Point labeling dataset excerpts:

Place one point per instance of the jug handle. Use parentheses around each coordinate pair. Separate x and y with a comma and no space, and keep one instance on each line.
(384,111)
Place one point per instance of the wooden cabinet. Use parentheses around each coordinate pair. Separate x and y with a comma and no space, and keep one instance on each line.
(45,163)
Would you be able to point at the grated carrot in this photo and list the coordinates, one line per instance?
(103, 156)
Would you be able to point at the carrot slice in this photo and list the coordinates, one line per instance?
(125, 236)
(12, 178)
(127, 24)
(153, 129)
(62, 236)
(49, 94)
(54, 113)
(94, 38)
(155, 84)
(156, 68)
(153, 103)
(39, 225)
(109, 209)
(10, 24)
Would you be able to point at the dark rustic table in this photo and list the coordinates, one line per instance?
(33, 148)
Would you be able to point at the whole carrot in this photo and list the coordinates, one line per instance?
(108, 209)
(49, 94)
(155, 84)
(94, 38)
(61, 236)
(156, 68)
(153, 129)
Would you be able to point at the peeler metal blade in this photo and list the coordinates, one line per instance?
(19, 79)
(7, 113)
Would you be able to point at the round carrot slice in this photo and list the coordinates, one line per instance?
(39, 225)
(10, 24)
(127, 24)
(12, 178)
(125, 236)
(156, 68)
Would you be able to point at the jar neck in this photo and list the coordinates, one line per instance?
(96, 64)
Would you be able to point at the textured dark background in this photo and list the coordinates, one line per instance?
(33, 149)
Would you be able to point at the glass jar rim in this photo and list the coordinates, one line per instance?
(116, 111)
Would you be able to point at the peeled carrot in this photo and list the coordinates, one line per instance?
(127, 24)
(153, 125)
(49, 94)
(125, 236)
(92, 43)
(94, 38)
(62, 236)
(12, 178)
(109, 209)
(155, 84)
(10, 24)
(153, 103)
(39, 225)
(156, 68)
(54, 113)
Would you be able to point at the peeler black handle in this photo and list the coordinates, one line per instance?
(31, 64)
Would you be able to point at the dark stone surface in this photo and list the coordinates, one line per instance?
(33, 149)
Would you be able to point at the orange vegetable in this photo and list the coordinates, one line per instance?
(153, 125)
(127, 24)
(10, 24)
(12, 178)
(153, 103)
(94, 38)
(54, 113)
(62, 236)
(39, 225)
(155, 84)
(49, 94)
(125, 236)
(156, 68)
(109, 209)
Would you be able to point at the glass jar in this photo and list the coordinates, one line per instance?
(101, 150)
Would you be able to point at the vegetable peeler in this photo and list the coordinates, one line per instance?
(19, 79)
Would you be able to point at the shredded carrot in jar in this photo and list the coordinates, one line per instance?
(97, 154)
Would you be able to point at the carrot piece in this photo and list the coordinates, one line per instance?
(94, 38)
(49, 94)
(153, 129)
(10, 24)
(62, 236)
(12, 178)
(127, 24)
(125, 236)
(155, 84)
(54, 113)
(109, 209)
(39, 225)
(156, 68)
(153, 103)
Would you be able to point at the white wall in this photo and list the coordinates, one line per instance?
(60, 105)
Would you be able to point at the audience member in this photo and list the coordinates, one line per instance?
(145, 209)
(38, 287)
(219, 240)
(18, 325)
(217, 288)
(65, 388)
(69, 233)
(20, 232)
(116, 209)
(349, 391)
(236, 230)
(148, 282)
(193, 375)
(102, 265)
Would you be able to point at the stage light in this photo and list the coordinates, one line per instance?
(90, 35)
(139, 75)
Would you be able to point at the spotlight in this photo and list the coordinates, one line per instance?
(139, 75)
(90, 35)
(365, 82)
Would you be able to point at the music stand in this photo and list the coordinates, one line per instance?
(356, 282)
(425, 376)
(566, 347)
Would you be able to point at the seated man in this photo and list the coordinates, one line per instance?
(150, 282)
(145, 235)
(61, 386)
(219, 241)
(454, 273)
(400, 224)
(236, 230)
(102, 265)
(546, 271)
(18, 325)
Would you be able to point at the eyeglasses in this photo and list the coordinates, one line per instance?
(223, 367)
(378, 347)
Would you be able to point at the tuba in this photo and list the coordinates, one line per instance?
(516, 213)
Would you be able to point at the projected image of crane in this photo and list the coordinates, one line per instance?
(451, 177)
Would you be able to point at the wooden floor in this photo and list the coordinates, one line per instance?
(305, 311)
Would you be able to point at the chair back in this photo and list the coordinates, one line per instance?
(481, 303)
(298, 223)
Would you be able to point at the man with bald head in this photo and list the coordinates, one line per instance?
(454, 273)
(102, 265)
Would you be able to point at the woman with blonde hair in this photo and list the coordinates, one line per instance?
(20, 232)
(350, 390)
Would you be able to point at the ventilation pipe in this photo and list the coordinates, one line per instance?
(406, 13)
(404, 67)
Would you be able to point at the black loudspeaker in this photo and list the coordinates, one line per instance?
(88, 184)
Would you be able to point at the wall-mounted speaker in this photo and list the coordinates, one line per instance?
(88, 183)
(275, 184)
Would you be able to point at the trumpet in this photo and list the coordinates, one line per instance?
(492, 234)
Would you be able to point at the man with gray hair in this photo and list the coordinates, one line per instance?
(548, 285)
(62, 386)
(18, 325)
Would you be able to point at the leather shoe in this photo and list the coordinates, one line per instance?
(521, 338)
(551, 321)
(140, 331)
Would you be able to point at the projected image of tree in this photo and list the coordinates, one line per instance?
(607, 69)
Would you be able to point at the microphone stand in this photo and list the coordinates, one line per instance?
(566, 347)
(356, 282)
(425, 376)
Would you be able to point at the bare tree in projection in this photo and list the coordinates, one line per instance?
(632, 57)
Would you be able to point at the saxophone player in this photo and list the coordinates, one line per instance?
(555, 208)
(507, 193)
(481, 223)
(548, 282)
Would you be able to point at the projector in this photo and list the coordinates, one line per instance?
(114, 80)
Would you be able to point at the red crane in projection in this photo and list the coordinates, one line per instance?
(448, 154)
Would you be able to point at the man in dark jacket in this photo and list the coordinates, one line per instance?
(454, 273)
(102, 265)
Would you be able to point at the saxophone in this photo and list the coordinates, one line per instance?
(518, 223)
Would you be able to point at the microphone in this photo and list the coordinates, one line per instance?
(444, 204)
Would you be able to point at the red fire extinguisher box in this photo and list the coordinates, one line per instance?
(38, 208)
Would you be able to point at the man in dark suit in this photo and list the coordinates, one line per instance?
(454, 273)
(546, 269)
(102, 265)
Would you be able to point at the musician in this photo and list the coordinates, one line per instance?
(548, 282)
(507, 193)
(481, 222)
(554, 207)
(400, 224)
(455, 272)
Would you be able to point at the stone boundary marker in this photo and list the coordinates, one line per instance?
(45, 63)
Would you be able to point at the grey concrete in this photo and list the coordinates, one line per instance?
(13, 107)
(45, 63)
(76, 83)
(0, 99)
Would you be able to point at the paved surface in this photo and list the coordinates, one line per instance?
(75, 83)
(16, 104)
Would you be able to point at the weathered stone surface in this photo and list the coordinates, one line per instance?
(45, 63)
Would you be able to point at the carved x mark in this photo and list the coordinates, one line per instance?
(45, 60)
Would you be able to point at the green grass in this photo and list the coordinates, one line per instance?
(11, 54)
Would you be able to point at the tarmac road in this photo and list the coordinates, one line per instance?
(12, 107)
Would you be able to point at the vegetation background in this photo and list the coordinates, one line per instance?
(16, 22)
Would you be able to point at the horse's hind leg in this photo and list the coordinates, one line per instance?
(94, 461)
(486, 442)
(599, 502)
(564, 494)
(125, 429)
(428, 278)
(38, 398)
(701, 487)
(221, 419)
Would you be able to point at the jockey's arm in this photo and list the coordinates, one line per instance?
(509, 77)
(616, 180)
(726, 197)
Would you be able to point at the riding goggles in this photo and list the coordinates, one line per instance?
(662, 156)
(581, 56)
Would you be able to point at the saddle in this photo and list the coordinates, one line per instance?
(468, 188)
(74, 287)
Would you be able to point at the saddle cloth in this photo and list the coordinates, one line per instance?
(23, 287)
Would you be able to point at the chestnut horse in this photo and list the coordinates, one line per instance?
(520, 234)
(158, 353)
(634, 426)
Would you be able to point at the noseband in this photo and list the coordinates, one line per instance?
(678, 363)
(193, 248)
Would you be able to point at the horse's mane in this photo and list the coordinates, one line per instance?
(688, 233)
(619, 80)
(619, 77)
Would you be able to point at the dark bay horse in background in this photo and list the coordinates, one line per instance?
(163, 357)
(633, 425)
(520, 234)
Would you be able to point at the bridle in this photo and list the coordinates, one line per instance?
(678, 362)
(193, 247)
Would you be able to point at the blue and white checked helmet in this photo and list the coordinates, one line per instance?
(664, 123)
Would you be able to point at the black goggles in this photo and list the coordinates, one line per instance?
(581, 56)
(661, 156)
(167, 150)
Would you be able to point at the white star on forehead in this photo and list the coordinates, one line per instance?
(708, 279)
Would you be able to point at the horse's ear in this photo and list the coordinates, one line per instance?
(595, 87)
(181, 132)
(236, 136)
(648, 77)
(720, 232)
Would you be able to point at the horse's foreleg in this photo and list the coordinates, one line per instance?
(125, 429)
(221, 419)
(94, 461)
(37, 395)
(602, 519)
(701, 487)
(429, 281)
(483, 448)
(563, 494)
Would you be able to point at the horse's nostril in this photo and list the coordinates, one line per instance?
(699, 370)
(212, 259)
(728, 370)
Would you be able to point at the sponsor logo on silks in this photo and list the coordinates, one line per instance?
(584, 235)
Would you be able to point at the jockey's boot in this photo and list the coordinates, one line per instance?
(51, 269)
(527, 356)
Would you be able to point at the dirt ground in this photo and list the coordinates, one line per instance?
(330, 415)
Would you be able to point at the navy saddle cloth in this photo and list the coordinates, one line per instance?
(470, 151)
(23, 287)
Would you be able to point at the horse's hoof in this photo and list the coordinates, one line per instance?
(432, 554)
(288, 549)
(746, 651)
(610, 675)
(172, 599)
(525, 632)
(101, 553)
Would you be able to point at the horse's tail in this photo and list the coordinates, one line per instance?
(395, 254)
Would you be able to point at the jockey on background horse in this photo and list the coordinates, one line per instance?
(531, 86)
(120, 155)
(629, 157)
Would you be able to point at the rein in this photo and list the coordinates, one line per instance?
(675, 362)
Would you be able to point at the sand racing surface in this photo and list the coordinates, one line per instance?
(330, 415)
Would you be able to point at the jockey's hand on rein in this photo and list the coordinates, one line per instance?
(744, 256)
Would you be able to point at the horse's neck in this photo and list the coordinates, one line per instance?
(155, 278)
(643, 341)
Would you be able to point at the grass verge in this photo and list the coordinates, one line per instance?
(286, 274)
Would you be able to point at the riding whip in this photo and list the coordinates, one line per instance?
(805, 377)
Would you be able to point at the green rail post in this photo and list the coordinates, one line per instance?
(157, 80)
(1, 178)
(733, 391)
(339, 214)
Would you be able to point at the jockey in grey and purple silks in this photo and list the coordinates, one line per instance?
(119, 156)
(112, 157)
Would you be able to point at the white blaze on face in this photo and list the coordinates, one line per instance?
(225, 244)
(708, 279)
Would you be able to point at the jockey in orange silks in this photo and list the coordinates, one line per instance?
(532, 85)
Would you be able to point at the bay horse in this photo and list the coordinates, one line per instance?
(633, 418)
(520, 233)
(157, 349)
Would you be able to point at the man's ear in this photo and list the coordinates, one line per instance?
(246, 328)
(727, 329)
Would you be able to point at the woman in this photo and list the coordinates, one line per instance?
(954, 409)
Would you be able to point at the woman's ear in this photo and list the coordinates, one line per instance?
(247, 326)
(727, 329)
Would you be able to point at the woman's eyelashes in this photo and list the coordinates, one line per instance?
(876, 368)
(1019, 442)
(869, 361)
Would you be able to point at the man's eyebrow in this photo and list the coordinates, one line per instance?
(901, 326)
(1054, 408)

▶ **GIVEN TASK**
Repeat the line that contains "Would you be able to point at the rein", then every line after it until the records end, with nothing added.

▶ **WRITTEN RESPONSE**
Would you be able to point at the rein in this photo and list the coordinates, one line per instance?
(675, 362)
Would you be able to point at the sand racing surface in this photo and list the coordinates, one line per instance?
(330, 415)
Would you be able to point at the jockey's hand on rein in this photo and list the coordinates, one line per instance?
(744, 256)
Would you be able to point at the horse's neck in this photo and list the coordinates, one line per instance?
(155, 278)
(643, 341)
Would you be able to point at the grass verge in this photo and list the coordinates, one line per instance?
(286, 274)
Would you be able to point at the riding whip in this photo and list the coordinates, one line per instance?
(805, 377)
Would you be able to point at the green rail post in this photo and list the coordinates, one line per instance?
(157, 80)
(1, 178)
(733, 391)
(339, 214)
Would you be able to point at the jockey in grey and purple silks in this photo and list the coordinates, one line per instance?
(119, 156)
(112, 157)
Would you be able to point at the white blaze on face in this photo and list the coordinates, one line per instance?
(225, 244)
(708, 279)
Would you be able to point at the jockey in orange silks in this photo and list the coordinates, one line per instance?
(532, 85)
Would you be able to point at the bay horse in this photo and list the coordinates, one line per instance?
(633, 418)
(520, 233)
(157, 349)
Would you be able to point at the man's ear in this photo and list the coordinates, one line per instance?
(246, 328)
(727, 329)
Would you be able to point at the woman in this photo and list the coordinates, one line per instance?
(954, 409)
Would you be able to point at the woman's ear in this photo and list the coordinates, one line per instance?
(247, 326)
(727, 329)
Would you be able to point at the woman's eyelashes in this photo and list the coordinates, one line per instance?
(876, 368)
(1019, 442)
(869, 361)
Would you be able to point at the man's eyebrow in this photo and list the coordinates, one line per instance?
(901, 326)
(1054, 408)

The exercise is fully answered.